(Outline labeling records)

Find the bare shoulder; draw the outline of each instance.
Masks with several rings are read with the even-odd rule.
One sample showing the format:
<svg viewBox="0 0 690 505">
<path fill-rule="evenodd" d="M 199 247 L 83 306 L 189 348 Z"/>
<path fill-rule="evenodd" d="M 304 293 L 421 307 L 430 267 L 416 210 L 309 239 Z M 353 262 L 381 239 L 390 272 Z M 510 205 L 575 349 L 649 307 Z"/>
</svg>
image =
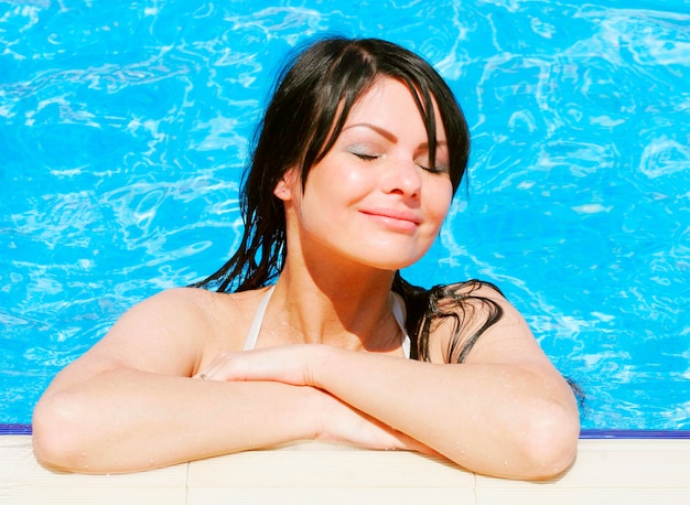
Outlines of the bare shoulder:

WHAT IS EXPECTED: Write out every line of the records above word for word, omitting the pictures.

EXERCISE SOLUTION:
Find the bare shoulder; draw the outline of each instance.
Masks with several rings are read with the even-odd rule.
One sample showing the format:
<svg viewBox="0 0 690 505">
<path fill-rule="evenodd" d="M 199 247 L 83 306 L 189 348 Z"/>
<path fill-rule="evenodd" d="M 304 293 L 421 307 L 430 267 L 416 210 L 309 239 Z M 353 262 L 381 239 L 390 272 Z M 510 205 L 575 349 L 649 307 Z"/>
</svg>
image =
Outlines of the bare shoulder:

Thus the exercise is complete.